Start of Supplied records

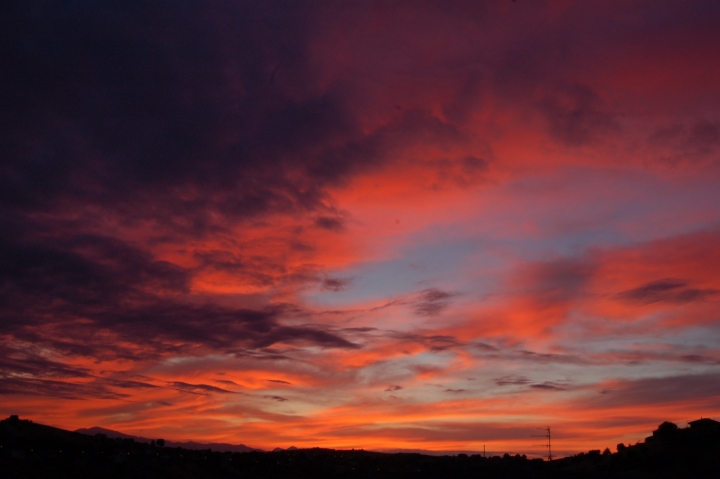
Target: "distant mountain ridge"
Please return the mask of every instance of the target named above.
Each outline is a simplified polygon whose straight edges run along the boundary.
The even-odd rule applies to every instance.
[[[509,453],[429,456],[326,448],[220,452],[222,446],[247,446],[175,442],[186,447],[163,447],[110,429],[80,431],[15,415],[0,420],[0,478],[718,479],[720,471],[720,422],[710,418],[689,421],[686,428],[663,422],[645,442],[620,443],[614,453],[594,449],[554,460]]]
[[[146,444],[150,444],[150,442],[154,440],[154,439],[148,439],[148,438],[142,437],[142,436],[132,436],[130,434],[124,434],[122,432],[113,431],[112,429],[105,429],[104,427],[98,427],[98,426],[76,429],[75,432],[80,433],[80,434],[85,434],[87,436],[95,436],[96,434],[104,434],[111,439],[132,439],[135,442],[142,442],[142,443],[146,443]],[[255,448],[246,446],[245,444],[225,444],[225,443],[216,443],[216,442],[202,443],[202,442],[195,442],[195,441],[175,442],[175,441],[165,440],[165,447],[183,447],[185,449],[193,449],[193,450],[212,449],[213,451],[218,451],[218,452],[252,452],[252,451],[262,452],[263,451],[262,449],[255,449]]]

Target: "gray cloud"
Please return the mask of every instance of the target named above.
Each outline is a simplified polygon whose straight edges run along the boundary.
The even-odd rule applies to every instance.
[[[665,150],[660,160],[666,163],[675,165],[685,160],[698,160],[720,146],[720,123],[706,119],[692,124],[675,123],[657,128],[648,141]]]
[[[604,388],[604,394],[590,399],[591,403],[602,403],[613,407],[640,405],[649,406],[676,401],[705,401],[706,404],[720,405],[720,374],[673,375],[649,377],[634,380],[619,380]]]
[[[570,146],[592,143],[599,136],[619,130],[614,115],[602,99],[585,85],[566,85],[551,91],[538,104],[549,132]]]
[[[551,381],[545,381],[543,383],[531,384],[530,387],[533,389],[544,389],[547,391],[564,391],[565,390],[565,387],[563,387],[562,385],[559,385],[559,384],[551,382]]]
[[[345,229],[344,221],[341,218],[333,218],[330,216],[319,216],[315,220],[315,226],[328,231],[343,231]]]
[[[227,384],[228,386],[239,386],[235,381],[229,381],[227,379],[214,379],[216,383]]]
[[[221,393],[221,394],[235,394],[227,389],[210,386],[209,384],[191,384],[182,381],[172,381],[167,383],[169,387],[180,391],[190,392],[193,394],[209,394],[209,393]]]
[[[698,289],[688,287],[682,279],[665,278],[645,283],[637,288],[617,294],[617,299],[631,304],[652,304],[668,302],[675,304],[705,301],[720,293],[717,289]]]
[[[288,399],[281,397],[281,396],[263,396],[265,399],[272,399],[273,401],[278,402],[285,402],[288,401]]]
[[[530,380],[526,378],[525,376],[518,376],[515,374],[511,374],[508,376],[502,376],[495,379],[495,384],[498,386],[520,386],[530,383]]]
[[[448,307],[449,300],[455,293],[449,293],[436,288],[420,292],[415,304],[415,313],[420,316],[437,316]]]
[[[322,280],[322,289],[326,291],[344,291],[352,283],[351,278],[325,278]]]
[[[118,393],[102,384],[76,384],[54,379],[3,377],[0,394],[44,396],[59,399],[123,399],[128,394]]]

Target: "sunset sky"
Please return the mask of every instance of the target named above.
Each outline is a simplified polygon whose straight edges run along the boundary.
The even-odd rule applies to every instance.
[[[717,0],[11,0],[0,50],[0,416],[533,457],[720,419]]]

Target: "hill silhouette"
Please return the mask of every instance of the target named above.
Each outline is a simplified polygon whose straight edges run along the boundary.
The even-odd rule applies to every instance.
[[[146,443],[150,444],[153,442],[153,439],[148,439],[146,437],[141,436],[131,436],[129,434],[123,434],[122,432],[113,431],[112,429],[105,429],[104,427],[90,427],[90,428],[80,428],[76,429],[75,432],[80,434],[85,434],[87,436],[95,436],[97,434],[104,434],[105,436],[111,438],[111,439],[132,439],[136,442]],[[185,449],[193,449],[193,450],[199,450],[199,449],[212,449],[213,451],[219,451],[219,452],[250,452],[250,451],[261,451],[262,449],[255,449],[252,447],[248,447],[245,444],[225,444],[225,443],[217,443],[217,442],[210,442],[210,443],[203,443],[203,442],[195,442],[195,441],[187,441],[187,442],[177,442],[177,441],[164,441],[165,447],[183,447]]]
[[[104,432],[87,435],[17,416],[0,421],[0,477],[7,478],[670,479],[717,478],[718,471],[720,423],[712,419],[691,421],[682,429],[664,422],[645,442],[618,444],[615,453],[592,450],[554,461],[320,448],[221,452],[163,447],[159,441],[112,438]]]

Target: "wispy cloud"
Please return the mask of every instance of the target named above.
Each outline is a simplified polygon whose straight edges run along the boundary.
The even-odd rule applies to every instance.
[[[720,293],[717,289],[689,288],[688,285],[687,281],[681,279],[665,278],[623,291],[617,297],[628,303],[651,304],[665,301],[682,304],[705,301]]]

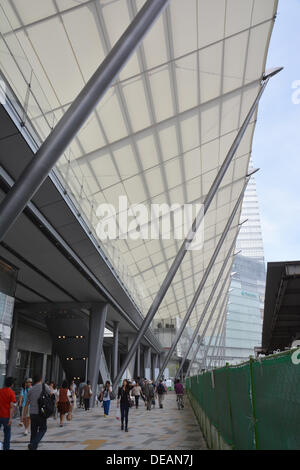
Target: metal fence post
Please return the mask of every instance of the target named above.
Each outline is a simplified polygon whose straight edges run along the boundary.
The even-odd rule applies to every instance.
[[[229,408],[229,418],[230,418],[230,429],[231,429],[231,440],[232,440],[232,448],[235,448],[235,441],[234,441],[234,429],[233,429],[233,421],[232,421],[232,408],[231,408],[231,398],[230,398],[230,382],[229,382],[229,364],[226,362],[225,365],[225,374],[226,374],[226,384],[227,384],[227,400],[228,400],[228,408]]]
[[[257,433],[257,415],[256,415],[256,402],[255,402],[255,386],[254,386],[254,377],[253,377],[253,357],[250,356],[249,361],[249,370],[250,370],[250,390],[251,390],[251,405],[252,405],[252,415],[253,415],[253,428],[254,428],[254,441],[255,449],[259,449],[258,445],[258,433]]]

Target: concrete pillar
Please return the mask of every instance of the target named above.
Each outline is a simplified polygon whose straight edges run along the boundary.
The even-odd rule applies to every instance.
[[[31,351],[28,352],[27,364],[25,369],[25,379],[30,376]]]
[[[135,335],[130,335],[127,337],[127,350],[128,351],[131,348],[134,340],[135,340]],[[129,380],[132,380],[134,378],[135,357],[136,357],[136,353],[133,355],[126,369],[126,378],[128,378]]]
[[[64,373],[64,370],[62,368],[61,362],[60,362],[59,357],[58,357],[57,383],[59,384],[59,387],[61,386],[61,384],[64,380],[64,376],[65,376],[65,373]]]
[[[153,356],[153,380],[156,380],[156,377],[155,377],[155,369],[159,369],[159,366],[158,366],[158,354],[155,353],[154,356]],[[159,370],[158,370],[159,372]]]
[[[90,311],[88,380],[90,381],[93,392],[91,408],[95,405],[97,393],[106,316],[107,304],[104,303],[93,306]]]
[[[140,344],[137,347],[136,351],[136,376],[141,376],[141,346]]]
[[[17,360],[17,332],[18,332],[18,313],[14,312],[13,316],[13,327],[11,331],[11,337],[9,342],[9,352],[8,352],[8,363],[6,368],[6,376],[14,376],[14,371],[16,367]]]
[[[149,346],[147,346],[145,348],[145,353],[144,354],[145,354],[145,356],[144,356],[144,358],[145,358],[145,362],[144,362],[145,363],[145,377],[147,379],[150,379],[152,374],[151,374],[151,348]],[[149,371],[147,371],[147,369],[150,369],[150,373],[149,373]]]
[[[122,357],[121,357],[121,353],[120,351],[118,352],[118,370],[120,369],[121,367],[121,363],[122,363]]]
[[[112,377],[112,348],[108,346],[107,348],[107,367],[110,377]]]
[[[166,354],[167,354],[166,351],[163,351],[158,356],[159,369],[161,369],[163,366]],[[162,371],[162,373],[164,374],[164,371]]]
[[[57,385],[58,385],[58,373],[59,373],[59,356],[56,353],[52,353],[50,380],[53,380],[53,382],[56,383]]]
[[[151,380],[154,380],[154,354],[151,354]]]
[[[114,342],[113,342],[113,371],[112,377],[115,378],[119,370],[119,324],[114,321]]]
[[[43,366],[42,366],[42,380],[43,380],[43,382],[45,382],[45,380],[46,380],[46,372],[47,372],[47,354],[44,354]],[[47,377],[47,380],[49,380],[49,377]]]

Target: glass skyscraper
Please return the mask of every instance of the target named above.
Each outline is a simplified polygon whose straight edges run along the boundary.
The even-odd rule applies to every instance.
[[[250,168],[251,170],[251,168]],[[228,295],[224,360],[239,363],[254,355],[254,347],[261,345],[265,263],[259,204],[255,178],[252,177],[245,192],[242,226],[232,271]]]

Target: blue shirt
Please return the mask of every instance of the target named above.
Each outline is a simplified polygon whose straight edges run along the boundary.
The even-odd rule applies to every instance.
[[[28,395],[28,392],[29,390],[31,389],[30,388],[22,388],[22,391],[21,391],[21,397],[23,397],[23,400],[22,400],[22,408],[24,408],[24,406],[26,405],[26,402],[27,402],[27,395]]]

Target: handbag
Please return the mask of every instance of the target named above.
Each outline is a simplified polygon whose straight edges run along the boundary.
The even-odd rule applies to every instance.
[[[109,396],[110,396],[110,399],[111,399],[111,400],[115,400],[115,399],[116,399],[116,394],[115,394],[114,392],[110,392]]]
[[[117,420],[120,420],[120,418],[121,418],[120,408],[117,408],[117,411],[116,411],[116,419],[117,419]]]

End of Supplied records

◆ Activity
After reading the entries above, report the number of lines that include the string "cloud". Give no other text.

◆ Result of the exercise
2